**EXCERPTED PASSAGE:**
· · · ·

Cherilyn Cecchini, MDKatie E. Golden, MD
Published on February 8, 2022

Key takeaways:

  • An electrolyte panel is a blood test that measures several different substances in the body. It can provide important information about your hydration and nutrition, kidney function, and overall health. 

  • This test has many uses. Your provider may order an electrolyte panel as part of your regular checkup, to monitor the levels of specific electrolytes, or to help diagnose the cause of new or unexplained symptoms.

  • Your electrolyte levels may change if you’re taking certain medications or have certain medical conditions. This test helps to ensure that your electrolyte levels remain in the normal range since these minerals affect key bodily functions.

Close-up on a doctor or lab tech holding test tubes for an electrolyte panel test.
Shidlovski/iStock via Getty Images

An electrolyte panel is a blood test. It measures the levels of the body’s main electrolytes that play an important role in many bodily functions, such as heart rhythm, muscle contraction, and brain function. It also includes tests to assess kidney function and hydration status. We’ll explain which substances an electrolyte panel measures, common reasons providers order them, and how to read your results.

What does an electrolyte panel measure?

An electrolyte panel (also referred to as a “metabolic panel”) measures electrolytes and other substances in the blood that play important roles in your overall health. These include:

  • Sodium (Na): plays a key role in fluid balance and brain function

  • Potassium (K): regulates the heartbeat as well as nerve and muscle activity

  • Chloride (Cl): contributes to fluid balance and acid-base levels in the blood

  • Carbon dioxide (CO2): indicates how well your body is maintaining the right acid-base balance

  • Blood urea nitrogen (BUN) and creatinine (Cr): two waste products that provide a measure of kidney function

  • Glucose: also known as “blood sugar”

Together, these components make up a basic metabolic panel (BMP). There’s also a more extensive panel that providers can order if needed. 

What’s a comprehensive metabolic panel?

In order to capture a more detailed picture of your health, your provider may order a more extensive electrolyte panel called a “comprehensive metabolic panel” (CMP). A CMP includes all of the components of a basic panel, along with a few more electrolytes and tests to evaluate your liver function.

· · · ·

**RECORDS SUPPLIED:**
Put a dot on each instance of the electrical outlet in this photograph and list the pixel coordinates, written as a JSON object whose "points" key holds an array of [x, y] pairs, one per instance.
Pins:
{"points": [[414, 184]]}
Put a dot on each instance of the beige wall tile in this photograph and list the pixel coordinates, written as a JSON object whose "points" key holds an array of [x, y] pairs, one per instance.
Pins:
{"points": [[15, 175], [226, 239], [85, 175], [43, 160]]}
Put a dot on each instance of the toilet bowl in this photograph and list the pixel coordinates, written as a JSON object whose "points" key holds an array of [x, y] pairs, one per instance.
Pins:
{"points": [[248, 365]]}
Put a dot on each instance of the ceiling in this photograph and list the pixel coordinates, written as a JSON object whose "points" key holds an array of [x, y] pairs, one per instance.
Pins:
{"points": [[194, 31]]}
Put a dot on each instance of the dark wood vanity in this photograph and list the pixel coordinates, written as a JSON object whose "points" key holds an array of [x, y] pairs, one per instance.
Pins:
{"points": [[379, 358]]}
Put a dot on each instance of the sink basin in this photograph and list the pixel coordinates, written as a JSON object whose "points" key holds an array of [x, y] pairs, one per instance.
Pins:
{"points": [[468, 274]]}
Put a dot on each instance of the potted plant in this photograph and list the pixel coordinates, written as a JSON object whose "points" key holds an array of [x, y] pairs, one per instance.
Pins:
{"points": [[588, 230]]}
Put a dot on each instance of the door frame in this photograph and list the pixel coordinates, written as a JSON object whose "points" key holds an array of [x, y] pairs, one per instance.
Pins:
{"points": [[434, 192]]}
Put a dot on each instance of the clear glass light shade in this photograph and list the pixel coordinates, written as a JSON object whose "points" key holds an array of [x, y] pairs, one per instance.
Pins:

· · · ·

**INSTRUCTIONS TO FOLLOW:**
State whether each statement agrees with the passage on electrolyte panels. Answer yes or no, and quote the words from the passage that decide it.
(a) An electrolyte panel is also called a metabolic panel.
(b) Potassium plays a key role in fluid balance and brain function.
(c) A comprehensive metabolic panel includes tests of liver function.
The lines are not needed for anything asked here.

**EXERCISE OUTPUT:**
(a) Yes: "An electrolyte panel (also referred to as a “metabolic panel”)"
(b) No: "Potassium (K): regulates the heartbeat as well as nerve and muscle activity"
(c) Yes: "along with a few more electrolytes and tests to evaluate your liver function"